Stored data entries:
^^^^^^^^

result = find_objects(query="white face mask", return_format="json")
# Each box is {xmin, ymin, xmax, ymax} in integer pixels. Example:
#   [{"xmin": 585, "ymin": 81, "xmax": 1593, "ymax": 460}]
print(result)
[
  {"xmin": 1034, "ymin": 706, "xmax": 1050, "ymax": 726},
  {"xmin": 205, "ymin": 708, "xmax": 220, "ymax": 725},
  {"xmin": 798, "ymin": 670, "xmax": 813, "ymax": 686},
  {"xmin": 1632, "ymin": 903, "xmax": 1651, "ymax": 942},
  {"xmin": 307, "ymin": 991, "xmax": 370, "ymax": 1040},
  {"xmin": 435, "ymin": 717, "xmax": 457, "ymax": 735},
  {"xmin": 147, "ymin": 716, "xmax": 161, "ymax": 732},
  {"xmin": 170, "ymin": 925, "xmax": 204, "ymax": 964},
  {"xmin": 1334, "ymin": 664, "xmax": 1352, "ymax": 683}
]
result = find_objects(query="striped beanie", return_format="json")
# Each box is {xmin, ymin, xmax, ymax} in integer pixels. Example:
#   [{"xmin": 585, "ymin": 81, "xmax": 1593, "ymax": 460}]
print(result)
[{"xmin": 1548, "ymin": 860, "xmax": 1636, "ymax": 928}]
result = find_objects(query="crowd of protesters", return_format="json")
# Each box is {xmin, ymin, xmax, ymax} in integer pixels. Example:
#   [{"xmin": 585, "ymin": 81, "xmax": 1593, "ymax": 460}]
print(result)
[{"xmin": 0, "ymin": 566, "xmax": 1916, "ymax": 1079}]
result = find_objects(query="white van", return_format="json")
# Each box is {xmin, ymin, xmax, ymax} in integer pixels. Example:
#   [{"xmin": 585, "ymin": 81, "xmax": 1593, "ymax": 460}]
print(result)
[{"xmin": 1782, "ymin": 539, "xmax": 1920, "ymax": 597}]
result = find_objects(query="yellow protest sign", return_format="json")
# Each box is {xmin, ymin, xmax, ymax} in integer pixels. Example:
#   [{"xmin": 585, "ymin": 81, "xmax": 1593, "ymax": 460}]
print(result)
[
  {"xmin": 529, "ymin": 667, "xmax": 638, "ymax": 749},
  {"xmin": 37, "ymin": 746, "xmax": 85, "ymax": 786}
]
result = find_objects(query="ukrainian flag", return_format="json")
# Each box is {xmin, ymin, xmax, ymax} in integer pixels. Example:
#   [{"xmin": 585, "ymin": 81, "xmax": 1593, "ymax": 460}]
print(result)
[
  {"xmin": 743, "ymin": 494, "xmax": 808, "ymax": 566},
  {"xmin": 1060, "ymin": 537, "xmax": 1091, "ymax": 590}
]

^^^^^^^^

WORK ORDER
Report how many lines of the entries above contain the word "white", giving the number by itself.

TASK ANSWER
2